— Exercise data —
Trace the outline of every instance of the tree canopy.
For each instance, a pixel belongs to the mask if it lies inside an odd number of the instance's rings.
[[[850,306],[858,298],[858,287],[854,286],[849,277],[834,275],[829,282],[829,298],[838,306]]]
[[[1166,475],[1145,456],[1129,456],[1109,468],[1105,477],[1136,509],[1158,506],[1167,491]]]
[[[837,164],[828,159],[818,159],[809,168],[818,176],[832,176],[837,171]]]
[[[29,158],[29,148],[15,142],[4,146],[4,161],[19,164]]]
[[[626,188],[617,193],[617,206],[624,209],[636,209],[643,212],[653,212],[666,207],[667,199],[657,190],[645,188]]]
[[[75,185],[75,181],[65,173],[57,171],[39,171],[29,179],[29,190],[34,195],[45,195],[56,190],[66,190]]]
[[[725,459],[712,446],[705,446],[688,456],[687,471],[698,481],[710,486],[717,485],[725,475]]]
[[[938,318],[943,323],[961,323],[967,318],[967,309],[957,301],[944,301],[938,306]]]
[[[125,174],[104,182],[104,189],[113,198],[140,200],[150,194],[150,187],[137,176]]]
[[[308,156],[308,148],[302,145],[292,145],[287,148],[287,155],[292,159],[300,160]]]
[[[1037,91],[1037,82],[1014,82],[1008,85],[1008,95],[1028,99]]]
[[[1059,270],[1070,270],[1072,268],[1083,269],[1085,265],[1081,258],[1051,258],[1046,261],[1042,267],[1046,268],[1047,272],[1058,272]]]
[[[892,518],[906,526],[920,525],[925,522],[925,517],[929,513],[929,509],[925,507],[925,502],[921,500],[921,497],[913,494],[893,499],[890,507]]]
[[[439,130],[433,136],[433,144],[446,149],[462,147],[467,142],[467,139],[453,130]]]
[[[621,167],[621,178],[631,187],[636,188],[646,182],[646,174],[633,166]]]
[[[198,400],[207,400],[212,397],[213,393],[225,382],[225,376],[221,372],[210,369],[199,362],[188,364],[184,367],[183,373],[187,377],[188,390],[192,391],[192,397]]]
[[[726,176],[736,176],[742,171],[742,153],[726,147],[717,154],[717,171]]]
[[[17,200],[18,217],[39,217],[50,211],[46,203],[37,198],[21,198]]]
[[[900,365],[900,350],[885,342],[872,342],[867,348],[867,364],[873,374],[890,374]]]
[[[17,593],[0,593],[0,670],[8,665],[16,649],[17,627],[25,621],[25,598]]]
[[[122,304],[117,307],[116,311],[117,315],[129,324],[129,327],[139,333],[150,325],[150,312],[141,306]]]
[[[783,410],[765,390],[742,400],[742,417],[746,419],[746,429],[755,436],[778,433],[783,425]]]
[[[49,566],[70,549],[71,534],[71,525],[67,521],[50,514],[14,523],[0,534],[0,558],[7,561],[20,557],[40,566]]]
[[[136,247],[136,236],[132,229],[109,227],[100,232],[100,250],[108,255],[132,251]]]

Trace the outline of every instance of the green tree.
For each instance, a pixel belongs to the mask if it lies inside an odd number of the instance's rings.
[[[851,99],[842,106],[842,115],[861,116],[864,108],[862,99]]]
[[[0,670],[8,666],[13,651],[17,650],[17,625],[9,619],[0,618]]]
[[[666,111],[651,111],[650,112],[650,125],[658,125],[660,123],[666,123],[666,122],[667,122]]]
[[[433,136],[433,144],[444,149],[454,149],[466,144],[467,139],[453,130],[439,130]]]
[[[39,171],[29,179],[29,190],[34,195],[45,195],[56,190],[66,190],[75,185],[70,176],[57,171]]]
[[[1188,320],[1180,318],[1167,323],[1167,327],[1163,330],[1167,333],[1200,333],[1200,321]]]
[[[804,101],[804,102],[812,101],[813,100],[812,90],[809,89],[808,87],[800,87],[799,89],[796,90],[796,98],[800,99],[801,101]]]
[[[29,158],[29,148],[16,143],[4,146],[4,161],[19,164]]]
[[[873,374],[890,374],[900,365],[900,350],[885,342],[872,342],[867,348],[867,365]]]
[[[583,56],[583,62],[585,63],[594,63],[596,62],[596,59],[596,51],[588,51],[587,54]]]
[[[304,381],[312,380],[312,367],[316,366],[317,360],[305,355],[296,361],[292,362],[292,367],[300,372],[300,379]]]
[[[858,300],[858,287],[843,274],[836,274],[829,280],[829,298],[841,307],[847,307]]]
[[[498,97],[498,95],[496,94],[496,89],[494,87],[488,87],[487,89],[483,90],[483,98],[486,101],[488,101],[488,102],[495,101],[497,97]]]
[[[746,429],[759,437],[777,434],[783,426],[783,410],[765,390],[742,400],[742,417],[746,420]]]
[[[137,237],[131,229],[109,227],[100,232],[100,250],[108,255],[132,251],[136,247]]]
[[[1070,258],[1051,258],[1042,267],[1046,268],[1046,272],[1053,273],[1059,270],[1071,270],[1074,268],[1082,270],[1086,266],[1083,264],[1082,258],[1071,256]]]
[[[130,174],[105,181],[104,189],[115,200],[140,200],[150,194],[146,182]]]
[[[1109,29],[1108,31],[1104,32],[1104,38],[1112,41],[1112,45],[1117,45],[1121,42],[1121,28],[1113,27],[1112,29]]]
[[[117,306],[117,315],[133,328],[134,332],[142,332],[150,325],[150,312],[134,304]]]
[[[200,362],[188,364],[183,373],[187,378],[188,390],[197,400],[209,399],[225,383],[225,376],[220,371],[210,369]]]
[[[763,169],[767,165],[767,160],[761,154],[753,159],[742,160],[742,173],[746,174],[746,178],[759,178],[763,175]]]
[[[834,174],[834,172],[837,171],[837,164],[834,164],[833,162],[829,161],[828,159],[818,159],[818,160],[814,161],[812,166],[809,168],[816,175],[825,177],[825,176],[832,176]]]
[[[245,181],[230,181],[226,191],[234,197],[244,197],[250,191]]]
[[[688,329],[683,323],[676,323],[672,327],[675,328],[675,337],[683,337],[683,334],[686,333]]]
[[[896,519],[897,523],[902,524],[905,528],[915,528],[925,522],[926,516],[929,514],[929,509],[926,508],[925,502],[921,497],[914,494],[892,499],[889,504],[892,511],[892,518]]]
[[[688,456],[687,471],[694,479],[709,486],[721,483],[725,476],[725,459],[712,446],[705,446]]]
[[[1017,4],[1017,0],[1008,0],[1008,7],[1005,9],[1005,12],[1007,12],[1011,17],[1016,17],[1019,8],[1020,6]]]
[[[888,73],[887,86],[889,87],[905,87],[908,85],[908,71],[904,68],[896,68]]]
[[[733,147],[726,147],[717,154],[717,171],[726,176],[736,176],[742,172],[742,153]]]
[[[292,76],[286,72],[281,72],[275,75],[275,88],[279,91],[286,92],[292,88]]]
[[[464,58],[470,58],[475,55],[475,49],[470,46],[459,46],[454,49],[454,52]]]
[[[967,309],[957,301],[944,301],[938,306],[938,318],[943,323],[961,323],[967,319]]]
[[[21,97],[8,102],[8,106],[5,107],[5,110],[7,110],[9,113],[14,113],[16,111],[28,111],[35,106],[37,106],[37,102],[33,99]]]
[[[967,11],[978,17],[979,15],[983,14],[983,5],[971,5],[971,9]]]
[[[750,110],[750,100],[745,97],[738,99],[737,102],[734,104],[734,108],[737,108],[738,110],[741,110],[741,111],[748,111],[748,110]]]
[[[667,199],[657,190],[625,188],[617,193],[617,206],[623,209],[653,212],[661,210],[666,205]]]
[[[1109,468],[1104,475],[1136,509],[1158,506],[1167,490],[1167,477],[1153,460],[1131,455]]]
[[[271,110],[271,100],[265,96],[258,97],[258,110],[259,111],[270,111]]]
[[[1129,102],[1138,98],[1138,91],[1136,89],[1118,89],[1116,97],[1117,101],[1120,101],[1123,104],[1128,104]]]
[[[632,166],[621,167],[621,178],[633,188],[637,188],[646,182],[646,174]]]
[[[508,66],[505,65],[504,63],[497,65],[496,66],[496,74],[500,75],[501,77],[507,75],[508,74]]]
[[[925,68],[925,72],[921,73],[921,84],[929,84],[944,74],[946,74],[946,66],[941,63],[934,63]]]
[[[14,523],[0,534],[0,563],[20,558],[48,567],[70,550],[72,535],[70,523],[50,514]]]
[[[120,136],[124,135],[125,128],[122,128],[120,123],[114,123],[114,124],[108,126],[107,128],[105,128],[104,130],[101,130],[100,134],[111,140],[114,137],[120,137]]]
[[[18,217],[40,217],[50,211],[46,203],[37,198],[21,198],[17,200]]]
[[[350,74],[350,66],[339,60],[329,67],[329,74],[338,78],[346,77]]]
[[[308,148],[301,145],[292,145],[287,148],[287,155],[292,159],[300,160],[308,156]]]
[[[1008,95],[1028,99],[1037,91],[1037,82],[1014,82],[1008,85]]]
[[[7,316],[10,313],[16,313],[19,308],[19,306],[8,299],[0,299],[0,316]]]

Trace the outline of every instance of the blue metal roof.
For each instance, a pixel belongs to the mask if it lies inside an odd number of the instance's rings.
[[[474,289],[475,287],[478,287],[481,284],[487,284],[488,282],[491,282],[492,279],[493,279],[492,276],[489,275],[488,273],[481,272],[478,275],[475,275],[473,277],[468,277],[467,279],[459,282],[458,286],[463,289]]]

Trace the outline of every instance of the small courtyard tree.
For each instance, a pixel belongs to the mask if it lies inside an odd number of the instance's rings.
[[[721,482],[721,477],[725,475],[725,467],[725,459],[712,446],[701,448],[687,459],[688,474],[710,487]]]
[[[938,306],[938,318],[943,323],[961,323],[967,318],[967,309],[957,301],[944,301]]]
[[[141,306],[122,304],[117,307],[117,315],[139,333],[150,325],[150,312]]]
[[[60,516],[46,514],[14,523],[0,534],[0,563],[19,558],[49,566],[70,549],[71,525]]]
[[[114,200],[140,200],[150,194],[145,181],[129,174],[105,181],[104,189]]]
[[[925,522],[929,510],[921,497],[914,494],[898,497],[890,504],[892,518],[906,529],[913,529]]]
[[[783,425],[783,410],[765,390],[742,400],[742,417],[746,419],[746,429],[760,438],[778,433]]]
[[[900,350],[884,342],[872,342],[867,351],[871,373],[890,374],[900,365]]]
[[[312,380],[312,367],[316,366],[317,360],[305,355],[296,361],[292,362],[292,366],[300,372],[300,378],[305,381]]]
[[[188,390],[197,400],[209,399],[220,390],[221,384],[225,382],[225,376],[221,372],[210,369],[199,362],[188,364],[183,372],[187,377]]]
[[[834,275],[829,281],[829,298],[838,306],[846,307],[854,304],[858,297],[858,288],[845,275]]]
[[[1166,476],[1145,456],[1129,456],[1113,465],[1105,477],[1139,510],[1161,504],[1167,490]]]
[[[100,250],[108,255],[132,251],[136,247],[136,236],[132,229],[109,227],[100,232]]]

— Directions —
Write out each line exactly, beginning at the one with "Trace the outline of every instance of the blue" and ending at the final line of the records above, with nothing added.

— Exercise solution —
Trace the outline of every instance of the blue metal roof.
For each instance, a pixel belongs to the mask if it lies inside an odd number of the instance's rings.
[[[474,289],[475,287],[478,287],[481,284],[487,284],[488,282],[491,282],[492,279],[493,279],[492,276],[489,275],[488,273],[481,272],[478,275],[475,275],[473,277],[468,277],[467,279],[459,282],[458,286],[463,289]]]

Trace the outline of every instance of the small courtyard tree.
For each instance, a pixel belongs to the mask if it lies inside an odd number of the instance's rings.
[[[721,482],[721,477],[725,475],[725,467],[725,459],[712,446],[701,448],[687,459],[688,474],[710,487]]]
[[[938,306],[938,318],[943,323],[961,323],[967,318],[967,309],[957,301],[944,301]]]
[[[141,306],[122,304],[117,307],[117,315],[139,333],[150,325],[150,312]]]
[[[60,516],[46,514],[14,523],[0,534],[0,563],[19,558],[49,566],[70,549],[71,525]]]
[[[114,200],[140,200],[150,194],[145,181],[129,174],[105,181],[104,189]]]
[[[925,522],[929,510],[921,497],[914,494],[898,497],[890,504],[892,518],[906,529],[913,529]]]
[[[783,425],[783,410],[765,390],[742,400],[742,417],[746,419],[746,429],[760,438],[778,433]]]
[[[900,350],[884,342],[872,342],[867,351],[871,373],[890,374],[900,365]]]
[[[312,380],[312,367],[316,366],[317,360],[305,355],[296,361],[292,362],[292,366],[300,372],[300,378],[305,381]]]
[[[188,390],[197,400],[209,399],[220,390],[221,384],[225,382],[225,376],[221,372],[210,369],[199,362],[188,364],[183,372],[187,377]]]
[[[834,275],[829,281],[829,298],[838,306],[846,307],[854,304],[858,297],[858,288],[845,275]]]
[[[1166,476],[1145,456],[1129,456],[1113,465],[1105,477],[1139,510],[1161,504],[1167,490]]]
[[[100,250],[108,255],[132,251],[136,247],[136,236],[132,229],[109,227],[100,232]]]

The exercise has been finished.